INSTRUCCIÓN:
Según el fragmento del documento sobre Juana, ¿a qué servicio la derivaron después de mil y una pruebas?

== FRAGMENTO DEL DOCUMENTO

Al ducharse en casa y utilizar el gel de siempre, empezó a picarle todo el cuerpo, y su visita a especialistas de todo tipo se hizo habitual. Dermatólogo, digestivo, traumatólogo, ginecólogo, neumólogo… “Nadie me decía lo que me estaba pasando”, dice Juana, quien relata que, después de mil y una pruebas, la derivaron a salud mental. “Le conté a un psiquiatra los síntomas y no me veía que tuviera depresión”, dice. No obstante, estuvo un año con un tratamiento, pero “no mejoraba”. Entonces, tres años después del contacto con el pesticida, se empezó a barajar la posibilidad de que tuviera una de las denominadas enfermedades raras. Aunque tardaron nueve años en diagnosticarle fibromialgia, el síndrome de fatiga crónica y 19 para la sensibilidad química múltiple.

====
== DATOS PROPORCIONADOS

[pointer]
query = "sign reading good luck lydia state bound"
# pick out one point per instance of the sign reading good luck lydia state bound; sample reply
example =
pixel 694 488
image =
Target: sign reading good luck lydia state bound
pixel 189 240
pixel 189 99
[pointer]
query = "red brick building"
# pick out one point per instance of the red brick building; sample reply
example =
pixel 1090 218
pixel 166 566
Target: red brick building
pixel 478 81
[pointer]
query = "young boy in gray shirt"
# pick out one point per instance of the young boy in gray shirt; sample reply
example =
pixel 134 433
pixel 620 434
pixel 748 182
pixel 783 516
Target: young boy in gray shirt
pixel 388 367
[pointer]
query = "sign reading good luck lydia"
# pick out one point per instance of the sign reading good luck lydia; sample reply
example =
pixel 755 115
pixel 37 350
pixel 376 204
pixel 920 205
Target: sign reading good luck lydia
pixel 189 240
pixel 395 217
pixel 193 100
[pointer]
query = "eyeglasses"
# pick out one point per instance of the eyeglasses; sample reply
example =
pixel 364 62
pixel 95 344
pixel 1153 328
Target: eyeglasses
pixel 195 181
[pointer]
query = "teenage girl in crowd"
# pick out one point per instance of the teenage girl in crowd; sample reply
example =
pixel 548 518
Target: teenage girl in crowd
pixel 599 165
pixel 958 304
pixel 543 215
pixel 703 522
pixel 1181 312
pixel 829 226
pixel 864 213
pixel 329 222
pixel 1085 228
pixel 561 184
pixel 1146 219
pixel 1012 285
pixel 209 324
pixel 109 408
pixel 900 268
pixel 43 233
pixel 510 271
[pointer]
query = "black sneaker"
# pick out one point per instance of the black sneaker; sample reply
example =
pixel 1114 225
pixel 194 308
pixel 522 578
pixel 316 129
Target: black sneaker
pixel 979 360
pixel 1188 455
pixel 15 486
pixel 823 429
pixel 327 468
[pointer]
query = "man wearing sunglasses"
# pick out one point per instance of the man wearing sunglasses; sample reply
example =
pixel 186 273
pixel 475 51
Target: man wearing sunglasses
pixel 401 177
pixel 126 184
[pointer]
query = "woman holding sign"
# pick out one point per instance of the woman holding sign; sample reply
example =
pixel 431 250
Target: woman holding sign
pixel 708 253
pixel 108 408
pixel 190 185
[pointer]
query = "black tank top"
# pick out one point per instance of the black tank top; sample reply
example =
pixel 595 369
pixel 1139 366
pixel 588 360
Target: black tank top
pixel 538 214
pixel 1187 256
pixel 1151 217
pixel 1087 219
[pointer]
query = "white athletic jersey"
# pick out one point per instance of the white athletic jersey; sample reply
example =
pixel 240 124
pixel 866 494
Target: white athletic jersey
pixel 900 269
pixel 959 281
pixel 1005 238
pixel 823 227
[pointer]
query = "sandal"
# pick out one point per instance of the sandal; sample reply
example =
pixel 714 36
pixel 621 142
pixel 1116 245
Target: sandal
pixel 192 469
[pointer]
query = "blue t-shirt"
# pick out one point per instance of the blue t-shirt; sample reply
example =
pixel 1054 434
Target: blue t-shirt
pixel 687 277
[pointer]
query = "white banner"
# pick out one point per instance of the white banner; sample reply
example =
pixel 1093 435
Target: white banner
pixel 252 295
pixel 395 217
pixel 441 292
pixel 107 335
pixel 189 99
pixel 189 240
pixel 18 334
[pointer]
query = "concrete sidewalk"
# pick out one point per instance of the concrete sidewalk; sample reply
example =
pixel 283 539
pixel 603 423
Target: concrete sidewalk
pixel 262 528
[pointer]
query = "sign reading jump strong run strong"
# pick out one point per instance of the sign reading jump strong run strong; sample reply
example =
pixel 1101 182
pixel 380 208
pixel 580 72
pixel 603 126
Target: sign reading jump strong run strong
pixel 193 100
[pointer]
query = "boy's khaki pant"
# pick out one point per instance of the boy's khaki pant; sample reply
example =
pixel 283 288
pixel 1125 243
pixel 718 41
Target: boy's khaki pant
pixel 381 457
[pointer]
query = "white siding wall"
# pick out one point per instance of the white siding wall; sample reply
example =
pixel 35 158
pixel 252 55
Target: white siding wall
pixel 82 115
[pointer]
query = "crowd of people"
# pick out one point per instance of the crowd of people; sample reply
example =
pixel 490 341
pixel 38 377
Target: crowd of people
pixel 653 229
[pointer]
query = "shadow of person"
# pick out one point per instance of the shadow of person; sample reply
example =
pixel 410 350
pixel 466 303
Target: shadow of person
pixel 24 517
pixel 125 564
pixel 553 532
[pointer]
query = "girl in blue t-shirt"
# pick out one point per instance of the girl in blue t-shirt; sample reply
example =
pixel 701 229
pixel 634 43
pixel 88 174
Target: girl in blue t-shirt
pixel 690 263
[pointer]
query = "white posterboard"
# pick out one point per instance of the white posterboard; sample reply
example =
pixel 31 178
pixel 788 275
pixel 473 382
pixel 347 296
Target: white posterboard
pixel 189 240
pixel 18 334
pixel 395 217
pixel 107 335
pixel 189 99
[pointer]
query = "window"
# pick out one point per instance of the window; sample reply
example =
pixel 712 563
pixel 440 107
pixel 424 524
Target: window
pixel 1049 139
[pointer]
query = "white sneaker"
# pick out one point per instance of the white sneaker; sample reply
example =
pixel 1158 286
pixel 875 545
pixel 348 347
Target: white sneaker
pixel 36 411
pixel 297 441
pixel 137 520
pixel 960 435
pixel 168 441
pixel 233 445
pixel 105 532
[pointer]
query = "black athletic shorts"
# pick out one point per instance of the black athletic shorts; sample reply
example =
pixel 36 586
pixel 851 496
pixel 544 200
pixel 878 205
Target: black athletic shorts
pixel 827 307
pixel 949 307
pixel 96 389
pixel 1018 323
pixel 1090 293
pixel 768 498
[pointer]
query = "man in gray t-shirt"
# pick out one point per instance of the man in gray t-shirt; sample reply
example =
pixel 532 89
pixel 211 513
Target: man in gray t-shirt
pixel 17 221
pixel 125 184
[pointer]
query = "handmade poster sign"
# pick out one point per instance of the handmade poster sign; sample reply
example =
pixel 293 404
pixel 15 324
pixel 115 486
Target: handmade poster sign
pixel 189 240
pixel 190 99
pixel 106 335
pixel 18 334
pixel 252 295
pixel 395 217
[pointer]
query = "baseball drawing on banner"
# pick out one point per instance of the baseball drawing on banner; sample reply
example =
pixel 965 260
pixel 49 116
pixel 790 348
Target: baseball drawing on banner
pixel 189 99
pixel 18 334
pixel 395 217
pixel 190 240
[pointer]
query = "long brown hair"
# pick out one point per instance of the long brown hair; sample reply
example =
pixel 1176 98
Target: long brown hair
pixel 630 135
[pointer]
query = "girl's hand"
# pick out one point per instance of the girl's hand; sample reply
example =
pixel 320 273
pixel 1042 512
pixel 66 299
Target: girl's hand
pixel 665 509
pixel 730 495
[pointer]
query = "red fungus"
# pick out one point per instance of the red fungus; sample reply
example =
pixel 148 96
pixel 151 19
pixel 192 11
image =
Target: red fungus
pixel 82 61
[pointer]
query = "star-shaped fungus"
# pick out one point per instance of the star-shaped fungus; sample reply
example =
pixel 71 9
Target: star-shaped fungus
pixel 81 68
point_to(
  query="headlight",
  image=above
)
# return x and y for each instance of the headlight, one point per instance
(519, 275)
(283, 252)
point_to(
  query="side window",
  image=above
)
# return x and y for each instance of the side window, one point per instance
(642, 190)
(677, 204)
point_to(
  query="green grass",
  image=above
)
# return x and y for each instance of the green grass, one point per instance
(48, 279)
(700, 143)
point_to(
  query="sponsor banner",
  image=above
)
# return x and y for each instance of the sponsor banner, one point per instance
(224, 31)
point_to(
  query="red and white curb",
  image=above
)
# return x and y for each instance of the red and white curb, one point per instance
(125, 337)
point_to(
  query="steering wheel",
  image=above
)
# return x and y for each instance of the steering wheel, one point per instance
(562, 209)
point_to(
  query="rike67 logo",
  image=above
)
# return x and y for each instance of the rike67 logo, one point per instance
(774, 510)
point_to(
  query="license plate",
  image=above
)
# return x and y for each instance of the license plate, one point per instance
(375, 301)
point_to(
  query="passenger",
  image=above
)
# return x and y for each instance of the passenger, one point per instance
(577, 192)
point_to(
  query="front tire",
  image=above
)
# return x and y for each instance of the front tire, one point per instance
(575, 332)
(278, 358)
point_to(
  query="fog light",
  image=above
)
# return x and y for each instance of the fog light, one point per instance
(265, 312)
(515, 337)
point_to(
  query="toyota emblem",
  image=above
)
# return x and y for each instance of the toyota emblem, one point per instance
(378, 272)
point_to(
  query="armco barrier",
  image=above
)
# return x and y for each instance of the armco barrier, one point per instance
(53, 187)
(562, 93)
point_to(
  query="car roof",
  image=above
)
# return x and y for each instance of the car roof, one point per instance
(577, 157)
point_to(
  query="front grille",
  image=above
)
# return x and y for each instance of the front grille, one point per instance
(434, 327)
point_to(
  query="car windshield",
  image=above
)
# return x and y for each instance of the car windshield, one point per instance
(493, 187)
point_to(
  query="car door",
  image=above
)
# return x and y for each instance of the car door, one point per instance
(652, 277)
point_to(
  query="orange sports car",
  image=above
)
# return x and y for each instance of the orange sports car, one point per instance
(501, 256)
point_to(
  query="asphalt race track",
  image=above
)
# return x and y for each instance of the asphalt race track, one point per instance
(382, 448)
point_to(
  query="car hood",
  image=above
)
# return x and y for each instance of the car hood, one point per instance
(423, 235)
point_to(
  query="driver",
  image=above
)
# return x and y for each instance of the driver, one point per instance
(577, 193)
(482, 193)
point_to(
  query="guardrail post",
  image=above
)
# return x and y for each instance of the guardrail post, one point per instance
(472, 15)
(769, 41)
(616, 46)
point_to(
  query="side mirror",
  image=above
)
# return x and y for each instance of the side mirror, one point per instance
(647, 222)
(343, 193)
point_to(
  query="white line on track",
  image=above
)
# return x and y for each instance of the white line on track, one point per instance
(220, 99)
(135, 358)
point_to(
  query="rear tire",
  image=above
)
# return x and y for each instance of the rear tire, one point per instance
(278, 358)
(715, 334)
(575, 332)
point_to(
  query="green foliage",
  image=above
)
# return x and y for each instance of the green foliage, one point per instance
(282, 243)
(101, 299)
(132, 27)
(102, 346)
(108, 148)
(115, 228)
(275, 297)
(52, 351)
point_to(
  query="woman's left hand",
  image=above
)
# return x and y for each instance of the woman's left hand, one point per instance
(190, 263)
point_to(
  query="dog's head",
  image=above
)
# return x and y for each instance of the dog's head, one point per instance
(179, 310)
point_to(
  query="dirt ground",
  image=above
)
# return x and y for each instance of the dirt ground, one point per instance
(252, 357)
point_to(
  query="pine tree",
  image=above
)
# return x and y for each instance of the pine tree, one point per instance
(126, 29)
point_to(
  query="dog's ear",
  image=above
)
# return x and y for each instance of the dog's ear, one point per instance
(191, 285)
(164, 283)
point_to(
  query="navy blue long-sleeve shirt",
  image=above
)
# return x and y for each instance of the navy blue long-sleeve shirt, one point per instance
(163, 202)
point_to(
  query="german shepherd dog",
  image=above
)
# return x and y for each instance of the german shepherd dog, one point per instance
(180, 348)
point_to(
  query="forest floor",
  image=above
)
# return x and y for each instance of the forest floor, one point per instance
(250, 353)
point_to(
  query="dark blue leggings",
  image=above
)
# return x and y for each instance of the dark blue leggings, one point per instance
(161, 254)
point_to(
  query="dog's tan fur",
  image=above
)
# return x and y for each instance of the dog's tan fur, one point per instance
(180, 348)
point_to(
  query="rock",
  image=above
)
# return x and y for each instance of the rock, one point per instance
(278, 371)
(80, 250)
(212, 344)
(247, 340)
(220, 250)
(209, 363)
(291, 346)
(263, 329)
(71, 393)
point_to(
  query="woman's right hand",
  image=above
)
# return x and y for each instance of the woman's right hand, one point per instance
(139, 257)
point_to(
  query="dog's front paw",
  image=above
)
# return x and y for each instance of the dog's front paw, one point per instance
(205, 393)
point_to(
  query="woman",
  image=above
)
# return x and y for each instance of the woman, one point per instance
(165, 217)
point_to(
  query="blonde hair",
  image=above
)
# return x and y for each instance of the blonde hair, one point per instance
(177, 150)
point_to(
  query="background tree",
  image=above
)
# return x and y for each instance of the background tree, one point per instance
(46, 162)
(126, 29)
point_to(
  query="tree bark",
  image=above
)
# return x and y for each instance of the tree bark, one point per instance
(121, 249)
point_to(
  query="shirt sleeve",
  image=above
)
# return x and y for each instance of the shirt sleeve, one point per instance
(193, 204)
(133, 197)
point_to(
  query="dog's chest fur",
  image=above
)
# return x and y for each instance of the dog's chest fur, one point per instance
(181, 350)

====

RESPUESTA ESPERADA:
La derivaron a salud mental.